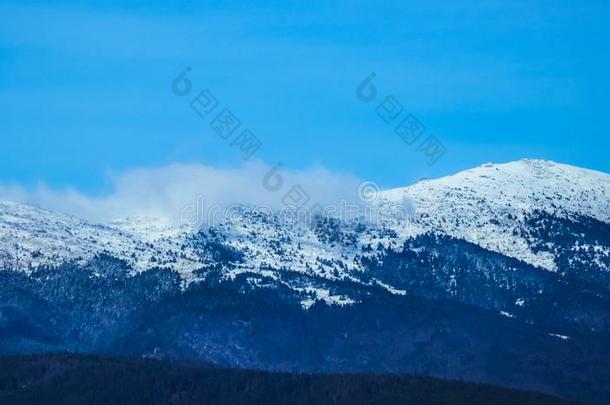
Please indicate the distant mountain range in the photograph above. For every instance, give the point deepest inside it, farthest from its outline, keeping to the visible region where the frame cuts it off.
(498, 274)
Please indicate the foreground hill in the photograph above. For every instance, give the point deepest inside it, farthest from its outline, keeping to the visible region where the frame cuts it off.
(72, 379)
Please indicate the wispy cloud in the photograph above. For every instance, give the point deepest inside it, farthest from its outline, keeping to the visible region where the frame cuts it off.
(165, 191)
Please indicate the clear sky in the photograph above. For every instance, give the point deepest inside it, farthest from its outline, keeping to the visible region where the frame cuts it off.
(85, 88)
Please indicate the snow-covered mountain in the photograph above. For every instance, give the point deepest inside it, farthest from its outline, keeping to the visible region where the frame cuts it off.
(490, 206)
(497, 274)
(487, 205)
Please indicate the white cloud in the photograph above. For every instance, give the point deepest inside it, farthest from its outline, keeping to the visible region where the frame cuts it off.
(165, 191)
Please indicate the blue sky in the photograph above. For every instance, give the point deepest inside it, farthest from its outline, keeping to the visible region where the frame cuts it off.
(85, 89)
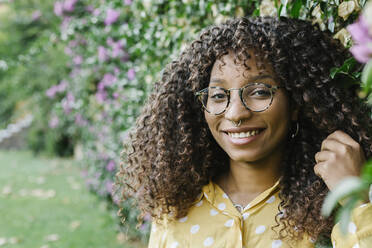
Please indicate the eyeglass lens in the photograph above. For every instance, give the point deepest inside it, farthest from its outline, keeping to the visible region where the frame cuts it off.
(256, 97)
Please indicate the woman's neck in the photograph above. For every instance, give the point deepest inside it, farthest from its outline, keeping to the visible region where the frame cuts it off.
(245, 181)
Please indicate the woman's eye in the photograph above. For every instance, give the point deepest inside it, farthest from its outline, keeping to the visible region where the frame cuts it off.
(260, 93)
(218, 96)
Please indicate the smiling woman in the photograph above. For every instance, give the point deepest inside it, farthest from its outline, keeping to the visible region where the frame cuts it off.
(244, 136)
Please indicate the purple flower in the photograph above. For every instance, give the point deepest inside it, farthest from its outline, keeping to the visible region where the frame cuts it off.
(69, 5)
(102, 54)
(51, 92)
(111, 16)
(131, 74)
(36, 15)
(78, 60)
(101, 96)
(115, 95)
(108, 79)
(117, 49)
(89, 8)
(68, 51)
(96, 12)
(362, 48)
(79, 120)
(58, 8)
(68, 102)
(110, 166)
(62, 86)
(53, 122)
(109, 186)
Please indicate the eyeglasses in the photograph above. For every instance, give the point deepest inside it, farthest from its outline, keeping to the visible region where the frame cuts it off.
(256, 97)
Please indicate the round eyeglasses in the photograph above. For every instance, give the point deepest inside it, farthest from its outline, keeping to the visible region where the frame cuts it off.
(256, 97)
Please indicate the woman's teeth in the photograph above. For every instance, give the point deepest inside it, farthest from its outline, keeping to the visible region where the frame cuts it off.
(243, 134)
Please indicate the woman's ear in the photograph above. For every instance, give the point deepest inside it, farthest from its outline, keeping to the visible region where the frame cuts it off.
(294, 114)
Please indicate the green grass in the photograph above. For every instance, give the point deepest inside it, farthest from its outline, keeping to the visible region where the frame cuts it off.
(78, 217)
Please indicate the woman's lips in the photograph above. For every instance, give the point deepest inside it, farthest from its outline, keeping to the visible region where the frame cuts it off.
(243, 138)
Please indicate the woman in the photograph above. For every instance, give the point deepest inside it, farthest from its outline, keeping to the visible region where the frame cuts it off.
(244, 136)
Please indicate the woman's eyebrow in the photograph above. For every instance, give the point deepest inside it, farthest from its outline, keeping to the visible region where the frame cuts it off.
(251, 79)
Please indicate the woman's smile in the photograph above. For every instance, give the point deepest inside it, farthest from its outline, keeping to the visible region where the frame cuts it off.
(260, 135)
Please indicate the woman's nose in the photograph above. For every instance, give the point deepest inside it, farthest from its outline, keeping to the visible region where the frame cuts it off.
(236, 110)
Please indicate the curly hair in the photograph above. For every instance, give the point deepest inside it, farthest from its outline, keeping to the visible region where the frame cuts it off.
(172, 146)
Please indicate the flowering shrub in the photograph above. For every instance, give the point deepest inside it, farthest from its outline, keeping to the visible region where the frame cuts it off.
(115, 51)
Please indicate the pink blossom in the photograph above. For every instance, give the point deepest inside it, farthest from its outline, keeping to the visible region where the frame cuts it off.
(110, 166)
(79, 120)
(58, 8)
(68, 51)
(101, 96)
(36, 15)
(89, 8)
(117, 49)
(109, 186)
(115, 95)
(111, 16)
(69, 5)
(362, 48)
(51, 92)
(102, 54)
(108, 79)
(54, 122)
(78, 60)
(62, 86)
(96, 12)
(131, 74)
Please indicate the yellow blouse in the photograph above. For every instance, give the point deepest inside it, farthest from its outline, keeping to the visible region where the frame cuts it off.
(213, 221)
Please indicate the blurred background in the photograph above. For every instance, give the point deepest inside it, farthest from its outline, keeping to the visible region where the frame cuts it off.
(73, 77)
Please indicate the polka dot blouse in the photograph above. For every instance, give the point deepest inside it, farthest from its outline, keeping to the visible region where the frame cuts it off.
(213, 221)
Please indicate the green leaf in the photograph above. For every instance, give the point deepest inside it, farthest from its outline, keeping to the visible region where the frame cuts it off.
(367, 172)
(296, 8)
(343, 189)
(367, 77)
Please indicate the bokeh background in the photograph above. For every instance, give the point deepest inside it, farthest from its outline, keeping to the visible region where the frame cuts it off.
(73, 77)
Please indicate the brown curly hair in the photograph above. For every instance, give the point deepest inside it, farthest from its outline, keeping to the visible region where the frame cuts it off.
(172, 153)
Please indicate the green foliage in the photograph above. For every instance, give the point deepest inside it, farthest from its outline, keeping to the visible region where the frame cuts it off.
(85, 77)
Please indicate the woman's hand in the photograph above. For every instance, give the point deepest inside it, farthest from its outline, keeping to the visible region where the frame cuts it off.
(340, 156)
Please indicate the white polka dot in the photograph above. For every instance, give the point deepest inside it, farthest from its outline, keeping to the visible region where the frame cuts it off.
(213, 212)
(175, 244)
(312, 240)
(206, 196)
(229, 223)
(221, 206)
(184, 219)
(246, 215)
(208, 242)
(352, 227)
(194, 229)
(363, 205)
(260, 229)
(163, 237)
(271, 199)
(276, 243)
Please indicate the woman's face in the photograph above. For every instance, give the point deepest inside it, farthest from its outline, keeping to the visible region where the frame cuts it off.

==

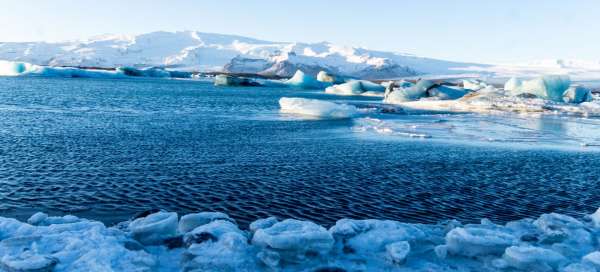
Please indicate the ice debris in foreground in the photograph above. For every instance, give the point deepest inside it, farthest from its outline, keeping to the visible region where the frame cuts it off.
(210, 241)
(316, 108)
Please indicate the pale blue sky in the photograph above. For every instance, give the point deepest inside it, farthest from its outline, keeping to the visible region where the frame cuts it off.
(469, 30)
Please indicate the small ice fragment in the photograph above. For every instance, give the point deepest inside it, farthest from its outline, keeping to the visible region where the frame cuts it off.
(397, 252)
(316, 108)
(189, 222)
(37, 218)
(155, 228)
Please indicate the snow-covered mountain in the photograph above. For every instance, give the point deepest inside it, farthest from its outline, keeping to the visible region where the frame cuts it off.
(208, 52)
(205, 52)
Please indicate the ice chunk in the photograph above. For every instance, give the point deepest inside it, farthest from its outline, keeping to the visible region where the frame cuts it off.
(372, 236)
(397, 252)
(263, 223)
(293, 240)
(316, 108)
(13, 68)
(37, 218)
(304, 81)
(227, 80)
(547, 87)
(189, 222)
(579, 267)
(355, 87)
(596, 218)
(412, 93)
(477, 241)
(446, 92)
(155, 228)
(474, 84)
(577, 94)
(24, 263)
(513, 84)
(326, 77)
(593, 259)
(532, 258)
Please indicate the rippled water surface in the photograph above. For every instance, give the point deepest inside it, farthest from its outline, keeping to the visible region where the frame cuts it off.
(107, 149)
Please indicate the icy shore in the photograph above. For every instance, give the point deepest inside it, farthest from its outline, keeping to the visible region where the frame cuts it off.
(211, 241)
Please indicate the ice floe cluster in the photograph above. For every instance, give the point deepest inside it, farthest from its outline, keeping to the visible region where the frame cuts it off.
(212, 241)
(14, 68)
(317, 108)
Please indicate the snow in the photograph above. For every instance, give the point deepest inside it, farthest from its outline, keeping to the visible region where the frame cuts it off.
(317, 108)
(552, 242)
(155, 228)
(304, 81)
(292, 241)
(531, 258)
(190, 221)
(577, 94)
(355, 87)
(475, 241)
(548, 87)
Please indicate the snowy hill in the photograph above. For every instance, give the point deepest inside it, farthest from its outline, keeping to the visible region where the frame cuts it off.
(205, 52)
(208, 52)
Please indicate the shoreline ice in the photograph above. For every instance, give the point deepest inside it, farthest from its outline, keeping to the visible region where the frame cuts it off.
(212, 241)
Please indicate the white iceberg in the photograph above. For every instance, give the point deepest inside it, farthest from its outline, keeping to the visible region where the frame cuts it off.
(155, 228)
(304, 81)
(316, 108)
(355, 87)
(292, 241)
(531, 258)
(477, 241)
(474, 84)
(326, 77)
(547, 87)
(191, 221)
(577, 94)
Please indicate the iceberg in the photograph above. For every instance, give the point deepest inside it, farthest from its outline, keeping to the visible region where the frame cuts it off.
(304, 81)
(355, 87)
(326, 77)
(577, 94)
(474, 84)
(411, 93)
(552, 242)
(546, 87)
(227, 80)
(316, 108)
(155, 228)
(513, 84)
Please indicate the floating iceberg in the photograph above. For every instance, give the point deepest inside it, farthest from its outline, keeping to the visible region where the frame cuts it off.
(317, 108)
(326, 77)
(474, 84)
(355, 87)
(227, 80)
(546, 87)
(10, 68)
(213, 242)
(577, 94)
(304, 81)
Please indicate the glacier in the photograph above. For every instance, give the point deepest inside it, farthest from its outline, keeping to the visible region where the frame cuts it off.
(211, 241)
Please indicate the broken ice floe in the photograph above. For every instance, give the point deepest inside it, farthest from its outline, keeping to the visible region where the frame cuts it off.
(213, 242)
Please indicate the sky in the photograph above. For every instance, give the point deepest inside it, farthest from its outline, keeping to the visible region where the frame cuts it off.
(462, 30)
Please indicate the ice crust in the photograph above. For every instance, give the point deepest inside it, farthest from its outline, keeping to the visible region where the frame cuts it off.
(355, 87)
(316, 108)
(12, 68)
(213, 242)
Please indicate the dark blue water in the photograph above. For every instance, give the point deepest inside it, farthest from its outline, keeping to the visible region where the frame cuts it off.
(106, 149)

What you should do
How many lines in the entries above contain the word "small"? Reply with the number alone.

Task result
1